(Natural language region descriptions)
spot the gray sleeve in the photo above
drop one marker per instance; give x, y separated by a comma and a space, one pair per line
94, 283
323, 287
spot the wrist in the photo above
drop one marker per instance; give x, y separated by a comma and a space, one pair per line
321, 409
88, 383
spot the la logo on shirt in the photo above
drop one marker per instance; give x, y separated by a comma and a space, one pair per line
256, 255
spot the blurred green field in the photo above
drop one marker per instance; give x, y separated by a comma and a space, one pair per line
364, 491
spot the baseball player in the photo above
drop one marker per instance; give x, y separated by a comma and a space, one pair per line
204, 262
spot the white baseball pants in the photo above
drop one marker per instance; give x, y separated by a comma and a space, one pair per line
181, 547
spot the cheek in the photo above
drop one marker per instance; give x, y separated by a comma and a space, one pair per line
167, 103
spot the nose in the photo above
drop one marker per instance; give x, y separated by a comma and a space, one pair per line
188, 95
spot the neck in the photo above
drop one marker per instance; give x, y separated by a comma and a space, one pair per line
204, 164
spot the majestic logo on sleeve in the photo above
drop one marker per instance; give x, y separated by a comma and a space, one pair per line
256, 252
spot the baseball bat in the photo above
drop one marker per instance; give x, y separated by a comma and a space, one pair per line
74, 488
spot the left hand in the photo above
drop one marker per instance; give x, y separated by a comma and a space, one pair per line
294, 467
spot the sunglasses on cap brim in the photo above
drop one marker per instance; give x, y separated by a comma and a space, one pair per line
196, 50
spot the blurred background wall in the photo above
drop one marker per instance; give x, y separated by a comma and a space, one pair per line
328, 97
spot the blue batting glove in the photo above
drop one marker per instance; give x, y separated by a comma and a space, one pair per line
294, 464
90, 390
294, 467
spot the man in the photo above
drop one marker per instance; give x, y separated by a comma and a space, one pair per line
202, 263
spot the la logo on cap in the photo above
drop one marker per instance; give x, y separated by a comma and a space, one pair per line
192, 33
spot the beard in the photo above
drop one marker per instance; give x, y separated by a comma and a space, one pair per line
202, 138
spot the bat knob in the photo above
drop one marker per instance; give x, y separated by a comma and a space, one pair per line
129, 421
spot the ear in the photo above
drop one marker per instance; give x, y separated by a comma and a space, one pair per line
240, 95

## What is expected
Every record, word for word, must be returned.

## Response box
spot the gray sleeve in the photo above
drop one marker per instance; give x, y separated by a comma and a space, one pair per line
94, 283
323, 287
spot the wrist in the photo above
drop one marker per instance; give x, y separated by a comma and a space, one pair per line
321, 409
88, 383
spot the la logo on shirt in the photo above
drop one marker per instance; give x, y separated by a comma and a space, one pair per line
256, 255
spot the blurred green field in the photo above
drop one marker per instance; give x, y separated by a comma and a space, one pair per line
364, 491
spot the baseball player in the photo above
drop one marker per instance; give x, y separated by a comma and a space, one pair per line
204, 262
spot the white baseball pants in the photo above
drop one marker per instance; give x, y separated by a comma and a space, one pair per line
181, 547
spot the cheek in the photo above
drop one marker per instance; give x, y separated by a comma and a space, one pair per line
167, 103
spot the nose in the photo above
drop one marker per instance; give x, y separated by a comma and a space, one pair per line
188, 95
spot the neck in the photo above
drop one marker per instance; give x, y separated by a comma and a space, one pair per line
204, 164
spot the majestic logo on sleeve in the photo above
drop one marker per instance; give x, y separated by a comma and a space, one pair per line
256, 252
spot the baseball bat in the photo above
drop one marker per instance; give x, y separated by a comma and a space, one pair per line
74, 488
spot the left hand in the photo above
drop one marker per instance; give x, y separated by a comma and a space, one pair per line
294, 467
spot the sunglasses on cap brim in the photo above
drop one marker per instance; give x, y separated by a comma and a space, one pair per line
196, 50
spot the blurred background wall in the photo above
drop one marker per instance; give x, y separated by a comma and a space, one pair per line
328, 97
spot the blue batting glove in the photo above
drop one marker per instance; give x, y separated by a comma and a space, one pair per line
294, 464
90, 390
294, 467
spot the man in the photo above
drop one marker per instance; give x, y separated by a comma and a space, one pair per line
202, 263
spot the la logo on cap in the photo above
drop one marker per instance; give x, y separated by a comma and a space, one pair per line
192, 33
spot the beard in the photo above
drop one marker per instance; give x, y separated by a comma and a space, one pair per line
202, 138
spot the bat knob in the photo above
drop one marker per instance; give x, y separated by a comma and a space, one pair per line
129, 421
spot the ear in the photo above
drop one marker per instance; give x, y separated by a comma and a space, one pair per line
240, 95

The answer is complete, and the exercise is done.